START Selected extract

Optimizing Web Graphics: Introduction | WebReference

Optimizing Web Graphics: Introduction


Optimizing Web Graphics

The secret of shrinking graphic file size is reduction of bit depth, resolution, and dimension while preserving image quality. This classic size-versus-quality tradeoff is the key to the art and science of graphics compression.

Bit Depth = Color Depth
Number of colors = 2^bit depth
Where bit depth = number of bits/pixel

Example: An image with a bit depth of 8 can have up to 256 colors (2^8=256)

Bit Depth Reduction

For palette-based indexed formats, such as GIF and PNG, the lower the bit depth, the smaller the file. Lossy, full color RGB formats like JFIF, do not benefit from bit depth reduction as file size is primarily related to quality.

(640 x 480 pixels x 24 bits per pixel) / 8 bits per byte = 921,600 bytes or

raw file size = (total pixels x bit depth) / 8 bits per byte

A full-screen 640x480 24-bit color image requires 900K of disk space, enough to discourage even the most bandwidth-enabled surfer. Even though the majority of Web users support 16-bit or higher color depths (http://www.thecounter.com/stats/2000/February/colors.html), older Macs and Windows PCs can display only 256 of these colors simultaneously. Users viewing your full-color masterpiece on these 8-bit machines will see your subtle color gradations as dithering bandits. One way to avoid these problems is to deliberately work in a 256-color palette. At 256 colors this same graphic becomes a 300K TIFF, a factor of 1/3 (8/24 = 1/3).

Color Palettes

The two ways to store color raster images are indexed and RGB. Indexed formats are indexed, or mapped to a 256-color (or less) lookup table (CLUT) or color palette. RGB formats, also known as true color, use 8 bits (0 to 255) for each Red, Green, and Blue value to form a 24-bit pixel (8+8+8=24) palette which can hold one of 16.7 million colors (2^24=16,777,216 colors). Some formats support even higher bit depths, useful for medical imaging or smooth transparencies.

A CLUT is a digital version of a paint store's color-mixing chart: it contains 256 entries, each with its own formula for a specific color. Indexed images refer to each color by its position in the palette. Finding the right color palette that provides the best image quality on 8-bit machines is an art form in itself, and can dramatically affect the appearance and size of your graphics.

END Selected extract

* _Tasks to complete_:
A - Answer these questions using the page on optimizing web graphics.
(i) How many colors can an image with a bit depth of 8 have?
(ii) Which two formats are named as palette-based indexed formats?
(iii) How many bits do RGB formats use for each Red, Green, and Blue value?
B - From the page on optimizing web graphics, reproduce the passage between "Bit Depth = Color" and "256 colors (2^8=256)", inclusive.

START Extracted information

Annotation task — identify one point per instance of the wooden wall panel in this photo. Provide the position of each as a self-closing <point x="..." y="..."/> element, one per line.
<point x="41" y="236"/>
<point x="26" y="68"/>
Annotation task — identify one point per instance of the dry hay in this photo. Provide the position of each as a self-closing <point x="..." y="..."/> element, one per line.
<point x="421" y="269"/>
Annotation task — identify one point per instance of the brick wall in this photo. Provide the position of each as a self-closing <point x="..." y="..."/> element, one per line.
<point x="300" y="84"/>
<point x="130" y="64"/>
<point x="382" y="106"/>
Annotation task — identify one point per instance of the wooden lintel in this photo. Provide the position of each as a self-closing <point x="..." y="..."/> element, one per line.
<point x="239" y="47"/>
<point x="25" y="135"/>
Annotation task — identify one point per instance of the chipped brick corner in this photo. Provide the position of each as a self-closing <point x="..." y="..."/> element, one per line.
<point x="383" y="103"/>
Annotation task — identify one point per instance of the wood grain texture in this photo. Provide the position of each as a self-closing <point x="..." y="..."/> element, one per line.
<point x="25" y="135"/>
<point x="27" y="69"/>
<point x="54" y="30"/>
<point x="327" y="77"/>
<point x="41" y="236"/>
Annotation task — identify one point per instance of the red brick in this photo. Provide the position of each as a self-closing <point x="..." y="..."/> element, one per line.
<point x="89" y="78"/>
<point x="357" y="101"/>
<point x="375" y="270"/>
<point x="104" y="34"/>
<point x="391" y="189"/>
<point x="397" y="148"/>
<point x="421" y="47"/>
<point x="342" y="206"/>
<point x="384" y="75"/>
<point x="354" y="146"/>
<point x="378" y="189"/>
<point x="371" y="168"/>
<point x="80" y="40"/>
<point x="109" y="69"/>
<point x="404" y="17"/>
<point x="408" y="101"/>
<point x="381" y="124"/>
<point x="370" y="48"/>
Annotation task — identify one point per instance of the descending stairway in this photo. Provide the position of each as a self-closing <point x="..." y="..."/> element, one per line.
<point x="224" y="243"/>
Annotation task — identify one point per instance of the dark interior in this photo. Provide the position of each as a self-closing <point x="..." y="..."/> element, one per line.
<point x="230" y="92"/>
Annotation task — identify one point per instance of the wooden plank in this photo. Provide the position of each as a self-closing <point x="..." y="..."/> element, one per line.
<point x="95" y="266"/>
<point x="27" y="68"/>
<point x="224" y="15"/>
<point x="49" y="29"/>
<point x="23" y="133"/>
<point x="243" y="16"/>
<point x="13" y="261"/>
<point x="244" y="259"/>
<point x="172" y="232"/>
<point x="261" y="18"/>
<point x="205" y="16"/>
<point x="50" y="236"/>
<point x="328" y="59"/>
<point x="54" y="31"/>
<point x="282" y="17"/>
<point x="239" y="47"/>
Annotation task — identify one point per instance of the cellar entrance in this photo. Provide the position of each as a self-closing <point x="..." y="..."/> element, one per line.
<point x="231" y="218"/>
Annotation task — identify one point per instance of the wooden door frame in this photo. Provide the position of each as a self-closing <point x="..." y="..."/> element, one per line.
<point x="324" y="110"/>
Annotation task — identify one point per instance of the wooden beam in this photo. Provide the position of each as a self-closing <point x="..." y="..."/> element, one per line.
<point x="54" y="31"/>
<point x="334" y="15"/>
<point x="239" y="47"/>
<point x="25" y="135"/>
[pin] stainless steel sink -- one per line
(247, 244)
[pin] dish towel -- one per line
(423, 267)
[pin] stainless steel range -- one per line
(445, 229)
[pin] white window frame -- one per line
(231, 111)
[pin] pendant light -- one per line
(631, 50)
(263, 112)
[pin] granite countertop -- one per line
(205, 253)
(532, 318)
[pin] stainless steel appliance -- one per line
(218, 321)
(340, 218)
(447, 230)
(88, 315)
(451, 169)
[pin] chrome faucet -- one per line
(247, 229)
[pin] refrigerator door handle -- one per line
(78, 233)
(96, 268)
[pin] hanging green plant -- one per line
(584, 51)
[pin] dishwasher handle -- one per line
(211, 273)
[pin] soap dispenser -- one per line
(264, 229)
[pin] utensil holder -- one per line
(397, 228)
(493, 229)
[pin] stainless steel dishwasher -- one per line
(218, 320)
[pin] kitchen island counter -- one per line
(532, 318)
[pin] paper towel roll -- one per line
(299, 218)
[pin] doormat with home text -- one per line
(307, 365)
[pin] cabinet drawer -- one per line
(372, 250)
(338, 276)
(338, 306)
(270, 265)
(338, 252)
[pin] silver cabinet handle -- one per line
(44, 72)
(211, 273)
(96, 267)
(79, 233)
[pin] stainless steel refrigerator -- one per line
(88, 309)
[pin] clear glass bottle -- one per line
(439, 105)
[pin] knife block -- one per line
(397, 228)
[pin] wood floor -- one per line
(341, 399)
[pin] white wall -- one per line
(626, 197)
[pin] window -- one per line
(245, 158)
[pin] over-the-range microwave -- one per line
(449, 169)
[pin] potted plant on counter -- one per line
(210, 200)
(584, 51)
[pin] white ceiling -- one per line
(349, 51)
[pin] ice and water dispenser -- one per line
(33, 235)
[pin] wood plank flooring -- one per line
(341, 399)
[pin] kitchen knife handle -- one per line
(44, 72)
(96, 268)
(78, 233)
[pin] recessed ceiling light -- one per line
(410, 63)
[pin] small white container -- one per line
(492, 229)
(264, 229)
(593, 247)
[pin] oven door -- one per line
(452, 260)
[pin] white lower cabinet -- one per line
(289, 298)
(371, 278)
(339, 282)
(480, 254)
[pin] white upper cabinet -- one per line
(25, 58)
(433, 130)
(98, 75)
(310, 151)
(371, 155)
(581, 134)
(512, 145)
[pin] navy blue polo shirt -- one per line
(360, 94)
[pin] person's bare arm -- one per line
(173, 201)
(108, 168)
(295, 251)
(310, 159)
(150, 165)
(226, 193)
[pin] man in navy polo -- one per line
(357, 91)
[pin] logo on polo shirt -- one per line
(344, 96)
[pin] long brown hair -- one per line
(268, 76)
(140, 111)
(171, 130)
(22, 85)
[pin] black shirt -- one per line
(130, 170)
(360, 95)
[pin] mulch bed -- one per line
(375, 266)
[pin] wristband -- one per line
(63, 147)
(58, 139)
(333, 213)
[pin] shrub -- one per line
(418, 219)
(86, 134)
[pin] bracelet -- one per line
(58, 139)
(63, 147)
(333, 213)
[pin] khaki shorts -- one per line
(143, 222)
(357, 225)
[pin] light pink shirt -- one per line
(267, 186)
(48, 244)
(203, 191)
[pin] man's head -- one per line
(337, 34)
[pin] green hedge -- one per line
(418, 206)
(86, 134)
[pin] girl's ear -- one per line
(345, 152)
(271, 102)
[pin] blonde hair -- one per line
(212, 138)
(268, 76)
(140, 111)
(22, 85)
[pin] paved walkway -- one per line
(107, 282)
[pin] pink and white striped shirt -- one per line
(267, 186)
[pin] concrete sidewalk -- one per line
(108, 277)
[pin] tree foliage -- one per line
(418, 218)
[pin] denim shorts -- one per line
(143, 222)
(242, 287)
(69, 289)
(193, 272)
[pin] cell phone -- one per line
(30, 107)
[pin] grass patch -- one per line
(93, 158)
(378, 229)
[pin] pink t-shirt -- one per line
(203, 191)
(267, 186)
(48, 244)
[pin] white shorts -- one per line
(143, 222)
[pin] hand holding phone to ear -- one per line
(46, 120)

END Extracted information

* _Answers for each item_:
A -
(i) Up to 256 colors.
(ii) GIF and PNG.
(iii) 8 bits (0 to 255).

B -
Bit Depth = Color Depth
Number of colors = 2^bit depth
Where bit depth = number of bits/pixel

Example: An image with a bit depth of 8 can have up to 256 colors (2^8=256)